§ **Brief**:
Write out every line of the material as it stands, apart from the pictures.

§ **Material shown**:
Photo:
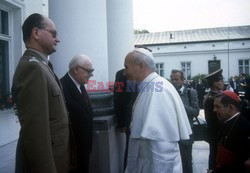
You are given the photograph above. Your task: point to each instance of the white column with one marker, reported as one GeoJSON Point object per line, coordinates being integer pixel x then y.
{"type": "Point", "coordinates": [82, 28]}
{"type": "Point", "coordinates": [120, 33]}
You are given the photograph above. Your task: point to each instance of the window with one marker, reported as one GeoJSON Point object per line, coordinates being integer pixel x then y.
{"type": "Point", "coordinates": [244, 66]}
{"type": "Point", "coordinates": [213, 66]}
{"type": "Point", "coordinates": [160, 69]}
{"type": "Point", "coordinates": [4, 52]}
{"type": "Point", "coordinates": [186, 68]}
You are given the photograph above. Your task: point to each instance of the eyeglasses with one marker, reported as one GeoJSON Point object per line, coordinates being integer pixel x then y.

§ **Your solution**:
Photo:
You are given the photograph above. Your task: point to each instance of the white column with one marker, reported as one GeoJSON Point object per line, coordinates being integer pixel x then y.
{"type": "Point", "coordinates": [82, 28]}
{"type": "Point", "coordinates": [120, 33]}
You are given the photograph above. Your task: point to each instance of the window with one marker, reported as one GeoJSON Point object per line, coordinates being integer pixel x then y.
{"type": "Point", "coordinates": [244, 66]}
{"type": "Point", "coordinates": [213, 66]}
{"type": "Point", "coordinates": [160, 69]}
{"type": "Point", "coordinates": [4, 52]}
{"type": "Point", "coordinates": [186, 68]}
You are given the photograph above. Your task: point to each instance of the eyeglasses with one marker, reported as one GeoJSON Point object per line, coordinates being integer pixel x then y.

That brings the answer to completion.